═════ Фрагмент текста ═════
Года до 72-го у нашей семьи своего жилья не было, мы скитались по съемным квартирам. Даже в бабушкином дворе жили, но в подвале, куда солнечный свет проникал через два узеньких окошка под потолком. Поэтому мы с братьями все детство провели у бабушки на улице Ленина, 30, в огромном дворе на 12 квартир. Тут и школа №8 в двух шагах, и музыкалка, без которой было нельзя (девочка должна быть образованной и культурной), ну, и сама улица Ленина. |
О моем музыкальном образовании мечтала мамина сестра, тетя Лида. На моей спине, как говорится, каталки ломали, чтобы я училась играть. Я это жутко не любила и занималась спустя рукава. А директор-то, Лариса Семеновна, в нашем дворе живет и вдобавок с тетей дружит, и не исключает ни в какую. И преподаватель тоже очень хорошая и добрая была Лариса Георгиевна Елистархова, вот эти две Ларисы меня и тянули до самого окончания школы.
═════ Исходные данные ═════
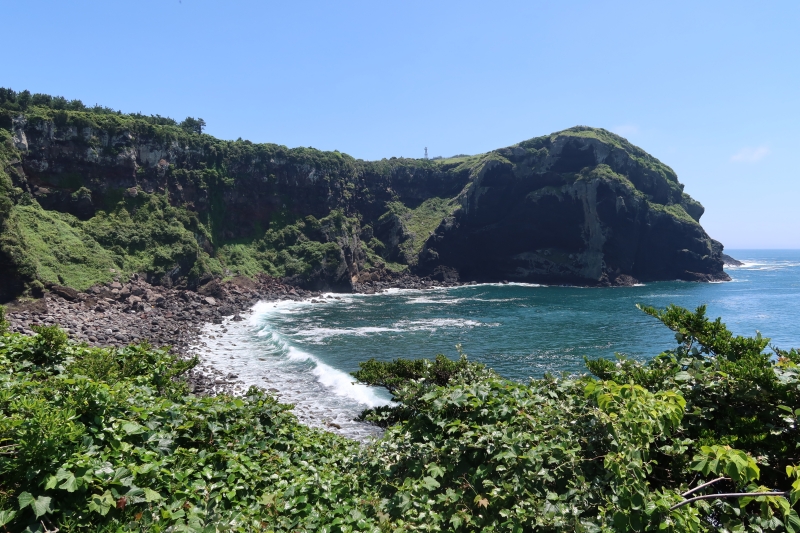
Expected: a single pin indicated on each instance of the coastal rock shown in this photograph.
(580, 206)
(730, 261)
═════
◆ **Задание 1**
Выпишите отрывок из фрагмента текста: начните со слов «Года до 72-го» и остановитесь после слов «самого окончания школы.».
◆ **Задание 2**
Ответьте на вопросы по фрагменту текста и пометьте ответы теми же буквами.
(а) По какому адресу находился двор бабушки?
(б) Как звали маминую сестру, которая мечтала о музыкальном образовании?
(в) Как звали директора музыкальной школы?

◆ **Результат выполнения 1**
Года до 72-го у нашей семьи своего жилья не было, мы скитались по съемным квартирам. Даже в бабушкином дворе жили, но в подвале, куда солнечный свет проникал через два узеньких окошка под потолком. Поэтому мы с братьями все детство провели у бабушки на улице Ленина, 30, в огромном дворе на 12 квартир. Тут и школа №8 в двух шагах, и музыкалка, без которой было нельзя (девочка должна быть образованной и культурной), ну, и сама улица Ленина. |
О моем музыкальном образовании мечтала мамина сестра, тетя Лида. На моей спине, как говорится, каталки ломали, чтобы я училась играть. Я это жутко не любила и занималась спустя рукава. А директор-то, Лариса Семеновна, в нашем дворе живет и вдобавок с тетей дружит, и не исключает ни в какую. И преподаватель тоже очень хорошая и добрая была Лариса Георгиевна Елистархова, вот эти две Ларисы меня и тянули до самого окончания школы.

◆ **Результат выполнения 2**
(а) Улица Ленина, 30.
(б) Тетя Лида.
(в) Лариса Семеновна.